#### [TASK DETAILS]
Rewrite the lines below, changing "positive clicks" to "foreground clicks" wherever it occurs and leaving everything else unchanged.

*** THE DATA ***

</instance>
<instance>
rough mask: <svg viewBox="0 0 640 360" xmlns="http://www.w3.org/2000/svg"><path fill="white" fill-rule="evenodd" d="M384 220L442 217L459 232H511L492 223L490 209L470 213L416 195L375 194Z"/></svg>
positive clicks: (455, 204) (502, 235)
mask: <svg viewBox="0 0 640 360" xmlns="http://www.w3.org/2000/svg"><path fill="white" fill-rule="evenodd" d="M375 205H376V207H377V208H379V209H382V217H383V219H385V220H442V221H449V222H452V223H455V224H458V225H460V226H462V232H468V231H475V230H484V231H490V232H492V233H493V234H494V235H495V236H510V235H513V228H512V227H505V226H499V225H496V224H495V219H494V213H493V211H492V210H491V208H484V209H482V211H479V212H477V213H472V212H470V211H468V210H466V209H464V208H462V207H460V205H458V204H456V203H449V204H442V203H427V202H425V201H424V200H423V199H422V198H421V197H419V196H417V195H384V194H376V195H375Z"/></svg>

*** End of THE DATA ***

#### [EXERCISE RESPONSE]
</instance>
<instance>
rough mask: <svg viewBox="0 0 640 360" xmlns="http://www.w3.org/2000/svg"><path fill="white" fill-rule="evenodd" d="M384 220L442 217L459 232H511L492 223L490 209L470 213L416 195L375 194Z"/></svg>
foreground clicks: (455, 204) (502, 235)
mask: <svg viewBox="0 0 640 360" xmlns="http://www.w3.org/2000/svg"><path fill="white" fill-rule="evenodd" d="M375 205H376V207H377V208H379V209H382V217H383V219H385V220H442V221H449V222H452V223H455V224H458V225H460V226H462V232H468V231H475V230H484V231H490V232H492V233H493V234H494V235H495V236H510V235H513V228H512V227H505V226H499V225H496V224H495V219H494V213H493V211H492V210H491V208H484V209H482V211H479V212H477V213H472V212H470V211H468V210H466V209H464V208H462V207H460V205H458V204H456V203H449V204H442V203H427V202H425V201H424V200H423V199H422V198H421V197H419V196H417V195H384V194H376V195H375Z"/></svg>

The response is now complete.